___ Records to process

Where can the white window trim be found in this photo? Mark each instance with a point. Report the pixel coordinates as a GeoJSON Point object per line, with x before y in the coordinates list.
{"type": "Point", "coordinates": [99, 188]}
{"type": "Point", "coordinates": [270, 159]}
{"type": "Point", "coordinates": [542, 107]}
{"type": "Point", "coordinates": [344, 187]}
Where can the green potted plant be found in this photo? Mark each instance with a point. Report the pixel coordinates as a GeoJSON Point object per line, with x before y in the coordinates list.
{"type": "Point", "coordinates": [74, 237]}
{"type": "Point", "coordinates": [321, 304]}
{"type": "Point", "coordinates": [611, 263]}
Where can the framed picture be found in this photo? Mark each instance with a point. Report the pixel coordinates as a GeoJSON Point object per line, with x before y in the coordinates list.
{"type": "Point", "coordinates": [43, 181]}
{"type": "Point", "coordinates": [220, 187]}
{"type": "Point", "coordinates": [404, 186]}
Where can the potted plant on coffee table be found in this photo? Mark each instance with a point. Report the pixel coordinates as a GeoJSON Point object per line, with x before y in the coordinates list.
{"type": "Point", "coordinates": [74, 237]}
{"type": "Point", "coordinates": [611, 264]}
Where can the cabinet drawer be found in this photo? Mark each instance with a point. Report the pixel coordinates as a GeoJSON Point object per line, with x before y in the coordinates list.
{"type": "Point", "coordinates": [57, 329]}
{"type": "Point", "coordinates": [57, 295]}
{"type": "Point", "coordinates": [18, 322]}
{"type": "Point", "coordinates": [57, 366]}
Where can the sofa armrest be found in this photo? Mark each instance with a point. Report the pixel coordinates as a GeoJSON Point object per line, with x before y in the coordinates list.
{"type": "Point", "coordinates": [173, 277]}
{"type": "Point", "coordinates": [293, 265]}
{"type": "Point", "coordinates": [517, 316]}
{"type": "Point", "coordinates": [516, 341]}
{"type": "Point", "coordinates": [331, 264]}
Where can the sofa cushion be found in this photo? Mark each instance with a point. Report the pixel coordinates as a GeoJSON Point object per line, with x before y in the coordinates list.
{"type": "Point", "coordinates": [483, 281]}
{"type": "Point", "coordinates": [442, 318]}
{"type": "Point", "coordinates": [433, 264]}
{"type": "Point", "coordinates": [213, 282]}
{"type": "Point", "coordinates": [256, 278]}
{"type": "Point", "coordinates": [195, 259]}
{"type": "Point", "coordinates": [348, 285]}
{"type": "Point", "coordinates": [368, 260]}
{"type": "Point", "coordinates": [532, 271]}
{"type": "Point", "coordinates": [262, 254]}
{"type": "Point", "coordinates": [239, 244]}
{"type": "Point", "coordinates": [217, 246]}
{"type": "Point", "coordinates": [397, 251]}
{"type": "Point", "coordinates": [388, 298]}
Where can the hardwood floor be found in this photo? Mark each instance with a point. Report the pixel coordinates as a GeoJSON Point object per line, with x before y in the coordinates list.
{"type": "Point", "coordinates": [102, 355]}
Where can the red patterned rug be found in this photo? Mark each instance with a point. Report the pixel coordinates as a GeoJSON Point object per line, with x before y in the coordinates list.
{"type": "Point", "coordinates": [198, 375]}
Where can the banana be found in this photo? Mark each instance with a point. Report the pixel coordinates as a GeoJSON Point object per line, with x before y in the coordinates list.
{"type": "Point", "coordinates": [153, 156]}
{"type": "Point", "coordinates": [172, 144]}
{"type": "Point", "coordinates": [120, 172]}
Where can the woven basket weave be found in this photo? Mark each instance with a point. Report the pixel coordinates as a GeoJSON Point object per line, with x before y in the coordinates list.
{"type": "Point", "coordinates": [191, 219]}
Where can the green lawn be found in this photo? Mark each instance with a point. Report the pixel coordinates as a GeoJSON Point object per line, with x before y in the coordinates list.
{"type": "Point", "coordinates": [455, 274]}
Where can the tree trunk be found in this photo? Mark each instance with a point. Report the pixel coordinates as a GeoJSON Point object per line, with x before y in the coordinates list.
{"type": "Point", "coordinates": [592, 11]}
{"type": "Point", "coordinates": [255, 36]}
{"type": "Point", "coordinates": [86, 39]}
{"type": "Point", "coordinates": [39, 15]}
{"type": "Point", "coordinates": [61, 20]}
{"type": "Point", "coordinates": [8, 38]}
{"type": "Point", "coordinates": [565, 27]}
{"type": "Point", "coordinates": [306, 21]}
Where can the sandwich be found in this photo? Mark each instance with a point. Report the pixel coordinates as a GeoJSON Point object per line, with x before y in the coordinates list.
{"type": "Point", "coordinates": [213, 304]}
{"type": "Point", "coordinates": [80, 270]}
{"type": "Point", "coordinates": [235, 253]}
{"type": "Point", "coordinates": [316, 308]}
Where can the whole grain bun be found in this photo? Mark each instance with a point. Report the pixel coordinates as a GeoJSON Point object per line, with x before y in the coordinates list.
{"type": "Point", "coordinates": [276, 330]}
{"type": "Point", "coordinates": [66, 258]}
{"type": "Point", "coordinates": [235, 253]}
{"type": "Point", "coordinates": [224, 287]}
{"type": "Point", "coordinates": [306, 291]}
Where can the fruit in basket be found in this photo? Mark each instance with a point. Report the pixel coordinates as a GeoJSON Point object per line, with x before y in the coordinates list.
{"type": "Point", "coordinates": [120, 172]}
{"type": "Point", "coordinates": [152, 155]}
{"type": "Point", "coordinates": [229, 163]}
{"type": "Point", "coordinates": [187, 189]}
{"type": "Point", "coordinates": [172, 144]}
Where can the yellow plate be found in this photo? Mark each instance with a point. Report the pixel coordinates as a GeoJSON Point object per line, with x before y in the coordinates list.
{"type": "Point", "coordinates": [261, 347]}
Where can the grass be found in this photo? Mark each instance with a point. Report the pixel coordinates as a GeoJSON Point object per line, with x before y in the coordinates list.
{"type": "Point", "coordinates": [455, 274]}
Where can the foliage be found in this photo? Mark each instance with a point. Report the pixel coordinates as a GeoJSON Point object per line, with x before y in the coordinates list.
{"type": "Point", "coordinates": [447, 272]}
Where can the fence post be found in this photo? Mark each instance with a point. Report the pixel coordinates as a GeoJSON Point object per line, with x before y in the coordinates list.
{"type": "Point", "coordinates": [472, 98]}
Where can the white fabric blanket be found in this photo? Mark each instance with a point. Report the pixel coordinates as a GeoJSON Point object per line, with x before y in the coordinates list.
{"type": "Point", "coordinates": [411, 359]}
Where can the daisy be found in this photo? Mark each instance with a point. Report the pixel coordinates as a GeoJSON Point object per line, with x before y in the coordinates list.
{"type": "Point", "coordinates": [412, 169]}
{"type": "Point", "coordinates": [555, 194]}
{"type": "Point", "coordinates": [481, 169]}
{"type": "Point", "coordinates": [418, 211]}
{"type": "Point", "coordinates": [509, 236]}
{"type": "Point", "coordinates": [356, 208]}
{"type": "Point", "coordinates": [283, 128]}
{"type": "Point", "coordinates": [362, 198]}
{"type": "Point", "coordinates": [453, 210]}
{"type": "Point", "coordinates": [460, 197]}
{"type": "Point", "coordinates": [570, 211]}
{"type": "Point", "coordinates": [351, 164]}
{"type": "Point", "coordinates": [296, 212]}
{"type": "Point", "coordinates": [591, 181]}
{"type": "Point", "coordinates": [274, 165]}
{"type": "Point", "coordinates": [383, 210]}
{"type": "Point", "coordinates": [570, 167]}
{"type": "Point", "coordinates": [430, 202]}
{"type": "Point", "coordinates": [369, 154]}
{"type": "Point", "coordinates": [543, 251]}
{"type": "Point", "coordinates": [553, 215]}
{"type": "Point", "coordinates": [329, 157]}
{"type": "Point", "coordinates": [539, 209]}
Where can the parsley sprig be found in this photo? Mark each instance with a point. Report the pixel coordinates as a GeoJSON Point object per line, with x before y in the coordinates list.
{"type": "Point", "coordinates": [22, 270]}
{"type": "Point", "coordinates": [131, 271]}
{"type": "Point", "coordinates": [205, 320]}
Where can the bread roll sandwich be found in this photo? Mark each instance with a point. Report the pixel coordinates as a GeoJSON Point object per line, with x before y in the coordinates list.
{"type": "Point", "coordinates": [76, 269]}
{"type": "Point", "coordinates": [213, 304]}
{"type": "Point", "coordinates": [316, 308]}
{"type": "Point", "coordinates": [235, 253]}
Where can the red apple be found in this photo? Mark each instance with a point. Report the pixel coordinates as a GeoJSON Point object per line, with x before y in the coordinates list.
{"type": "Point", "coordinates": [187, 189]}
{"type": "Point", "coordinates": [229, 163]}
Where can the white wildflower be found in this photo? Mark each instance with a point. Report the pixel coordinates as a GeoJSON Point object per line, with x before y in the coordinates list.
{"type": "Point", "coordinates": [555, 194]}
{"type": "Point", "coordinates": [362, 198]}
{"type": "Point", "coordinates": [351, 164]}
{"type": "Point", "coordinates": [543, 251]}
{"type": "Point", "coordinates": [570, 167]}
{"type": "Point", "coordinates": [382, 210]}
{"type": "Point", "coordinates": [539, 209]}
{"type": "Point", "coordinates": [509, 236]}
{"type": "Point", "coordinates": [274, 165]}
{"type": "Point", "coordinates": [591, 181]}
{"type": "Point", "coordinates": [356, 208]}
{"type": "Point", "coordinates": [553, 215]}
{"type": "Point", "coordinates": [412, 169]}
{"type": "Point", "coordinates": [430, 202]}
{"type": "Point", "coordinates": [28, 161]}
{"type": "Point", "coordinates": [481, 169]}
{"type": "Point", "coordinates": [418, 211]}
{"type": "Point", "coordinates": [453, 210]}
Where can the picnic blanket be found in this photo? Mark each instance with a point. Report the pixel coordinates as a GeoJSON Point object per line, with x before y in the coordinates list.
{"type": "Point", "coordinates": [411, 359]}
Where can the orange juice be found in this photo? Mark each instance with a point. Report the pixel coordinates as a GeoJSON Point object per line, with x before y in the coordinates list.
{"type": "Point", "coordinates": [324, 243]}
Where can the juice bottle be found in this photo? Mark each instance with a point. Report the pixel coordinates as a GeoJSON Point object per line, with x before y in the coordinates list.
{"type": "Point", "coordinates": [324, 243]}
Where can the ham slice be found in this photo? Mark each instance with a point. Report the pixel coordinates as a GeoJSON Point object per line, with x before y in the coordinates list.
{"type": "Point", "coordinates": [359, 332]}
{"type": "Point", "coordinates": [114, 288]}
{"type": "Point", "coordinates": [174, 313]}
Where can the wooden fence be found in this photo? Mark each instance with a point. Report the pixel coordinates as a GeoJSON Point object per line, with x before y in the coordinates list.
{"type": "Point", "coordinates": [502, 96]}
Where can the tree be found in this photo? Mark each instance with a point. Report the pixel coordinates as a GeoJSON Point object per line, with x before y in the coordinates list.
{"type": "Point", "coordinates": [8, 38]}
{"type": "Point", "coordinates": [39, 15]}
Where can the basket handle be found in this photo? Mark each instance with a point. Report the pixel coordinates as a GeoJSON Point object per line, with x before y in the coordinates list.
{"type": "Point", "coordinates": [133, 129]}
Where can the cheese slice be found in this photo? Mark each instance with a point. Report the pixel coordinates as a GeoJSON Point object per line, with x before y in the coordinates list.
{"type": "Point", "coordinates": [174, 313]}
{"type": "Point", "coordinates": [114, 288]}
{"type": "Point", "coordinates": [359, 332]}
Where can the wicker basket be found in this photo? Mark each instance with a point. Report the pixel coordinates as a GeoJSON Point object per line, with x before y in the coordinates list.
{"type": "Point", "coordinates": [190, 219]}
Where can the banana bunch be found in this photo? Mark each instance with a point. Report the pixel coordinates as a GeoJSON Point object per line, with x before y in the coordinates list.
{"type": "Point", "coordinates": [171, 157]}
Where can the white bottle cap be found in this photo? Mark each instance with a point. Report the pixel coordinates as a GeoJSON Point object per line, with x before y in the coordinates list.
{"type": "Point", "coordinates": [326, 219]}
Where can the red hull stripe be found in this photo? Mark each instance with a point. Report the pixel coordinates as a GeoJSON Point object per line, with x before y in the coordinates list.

______

▸ What you need to do:
Copy out word for word every line from the one containing "Where can the white bottle" down through the final line of the rows above, including both.

▸ Response below:
Where can the white bottle cap be found in this photo? Mark each instance with a point. Report the pixel coordinates as a GeoJSON Point object per line, with x before y in the coordinates list.
{"type": "Point", "coordinates": [326, 219]}
Where can the red hull stripe be found in this photo? Mark each instance with a point. Report the pixel coordinates as a GeoJSON Point object per line, with x before y in the coordinates list.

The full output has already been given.